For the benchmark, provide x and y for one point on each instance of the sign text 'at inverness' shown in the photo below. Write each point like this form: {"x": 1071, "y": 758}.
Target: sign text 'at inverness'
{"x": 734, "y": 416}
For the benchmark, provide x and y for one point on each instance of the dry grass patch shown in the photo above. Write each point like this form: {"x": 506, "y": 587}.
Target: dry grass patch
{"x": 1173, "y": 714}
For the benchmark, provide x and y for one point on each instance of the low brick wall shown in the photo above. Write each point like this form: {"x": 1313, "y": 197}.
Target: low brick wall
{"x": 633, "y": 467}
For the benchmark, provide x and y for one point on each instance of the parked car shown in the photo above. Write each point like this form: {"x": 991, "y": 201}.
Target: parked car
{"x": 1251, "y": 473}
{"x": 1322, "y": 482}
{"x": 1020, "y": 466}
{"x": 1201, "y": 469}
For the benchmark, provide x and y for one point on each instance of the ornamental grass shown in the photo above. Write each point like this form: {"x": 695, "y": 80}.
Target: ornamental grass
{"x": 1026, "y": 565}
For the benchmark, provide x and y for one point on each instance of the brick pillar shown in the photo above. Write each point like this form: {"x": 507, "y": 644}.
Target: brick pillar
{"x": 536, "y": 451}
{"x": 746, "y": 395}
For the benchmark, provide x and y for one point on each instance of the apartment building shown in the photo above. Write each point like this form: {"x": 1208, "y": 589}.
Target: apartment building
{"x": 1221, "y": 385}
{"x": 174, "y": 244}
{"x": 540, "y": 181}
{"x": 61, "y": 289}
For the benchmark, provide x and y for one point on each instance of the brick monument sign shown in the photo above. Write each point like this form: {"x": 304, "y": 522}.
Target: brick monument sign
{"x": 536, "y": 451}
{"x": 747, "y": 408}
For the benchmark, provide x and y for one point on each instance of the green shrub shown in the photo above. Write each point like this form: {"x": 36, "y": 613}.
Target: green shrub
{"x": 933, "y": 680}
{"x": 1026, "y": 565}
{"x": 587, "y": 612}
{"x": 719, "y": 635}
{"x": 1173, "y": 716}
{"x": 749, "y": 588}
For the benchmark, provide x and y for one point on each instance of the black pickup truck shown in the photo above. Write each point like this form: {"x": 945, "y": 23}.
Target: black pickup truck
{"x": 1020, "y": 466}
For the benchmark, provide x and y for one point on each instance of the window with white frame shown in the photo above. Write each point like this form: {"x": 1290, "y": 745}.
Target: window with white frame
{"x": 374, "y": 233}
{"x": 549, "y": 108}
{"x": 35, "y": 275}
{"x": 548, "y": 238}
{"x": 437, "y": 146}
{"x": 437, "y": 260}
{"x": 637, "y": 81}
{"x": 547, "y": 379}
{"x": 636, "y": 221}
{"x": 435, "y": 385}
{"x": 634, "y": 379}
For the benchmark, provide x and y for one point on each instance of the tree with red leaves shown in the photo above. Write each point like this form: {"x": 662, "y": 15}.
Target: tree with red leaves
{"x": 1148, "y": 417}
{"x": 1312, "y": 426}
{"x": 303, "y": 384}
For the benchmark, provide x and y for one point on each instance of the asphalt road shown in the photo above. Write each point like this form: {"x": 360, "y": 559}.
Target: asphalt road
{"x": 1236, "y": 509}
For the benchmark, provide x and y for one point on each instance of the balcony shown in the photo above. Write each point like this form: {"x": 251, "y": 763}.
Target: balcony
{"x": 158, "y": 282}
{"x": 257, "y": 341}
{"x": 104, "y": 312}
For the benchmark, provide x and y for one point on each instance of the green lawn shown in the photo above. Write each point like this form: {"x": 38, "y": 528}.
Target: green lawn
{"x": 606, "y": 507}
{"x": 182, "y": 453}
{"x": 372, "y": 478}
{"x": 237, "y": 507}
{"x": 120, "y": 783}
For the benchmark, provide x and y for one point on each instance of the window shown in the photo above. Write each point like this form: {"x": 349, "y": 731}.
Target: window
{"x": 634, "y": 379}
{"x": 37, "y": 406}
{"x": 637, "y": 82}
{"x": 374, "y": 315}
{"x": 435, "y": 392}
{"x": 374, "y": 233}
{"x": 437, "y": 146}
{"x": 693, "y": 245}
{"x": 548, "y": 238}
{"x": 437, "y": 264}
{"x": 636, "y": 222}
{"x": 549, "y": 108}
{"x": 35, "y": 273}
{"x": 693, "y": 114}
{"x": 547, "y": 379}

Task to carry out - Copy only the stretch running from the line containing "of the tree" to the final line of the entries, both ends included, exactly as it stands.

Exercise result -
For the benchmark, provide x and y for one point on each instance of the tree with red leaves shown in the photo above. Write each point like this form: {"x": 662, "y": 15}.
Target: tree with red leaves
{"x": 1148, "y": 417}
{"x": 1312, "y": 426}
{"x": 303, "y": 384}
For the benchmark, provide x and y for one point on each instance of the asphalt road shown in the photo above. Write each point like this form: {"x": 360, "y": 559}.
Target: asphalt road
{"x": 1236, "y": 509}
For the benchmark, provide x and y for one point on each instance of the balcony shown in the photo above. Write each point like this form: {"x": 251, "y": 763}.
Target: balcony
{"x": 158, "y": 282}
{"x": 257, "y": 341}
{"x": 104, "y": 312}
For the benchmark, provide x and y for one point on each instance of the green lawn shown in the photo above. Write each point like this form: {"x": 38, "y": 528}.
Target: green lawn
{"x": 606, "y": 507}
{"x": 182, "y": 453}
{"x": 372, "y": 478}
{"x": 237, "y": 507}
{"x": 120, "y": 783}
For the benchmark, provide x and y for one point on each instance of the window shown in the photo above. Write each point like this form: {"x": 349, "y": 731}.
Target: window
{"x": 634, "y": 379}
{"x": 37, "y": 406}
{"x": 637, "y": 82}
{"x": 374, "y": 315}
{"x": 435, "y": 392}
{"x": 374, "y": 233}
{"x": 437, "y": 146}
{"x": 693, "y": 245}
{"x": 548, "y": 238}
{"x": 437, "y": 264}
{"x": 636, "y": 222}
{"x": 549, "y": 108}
{"x": 35, "y": 273}
{"x": 693, "y": 114}
{"x": 547, "y": 379}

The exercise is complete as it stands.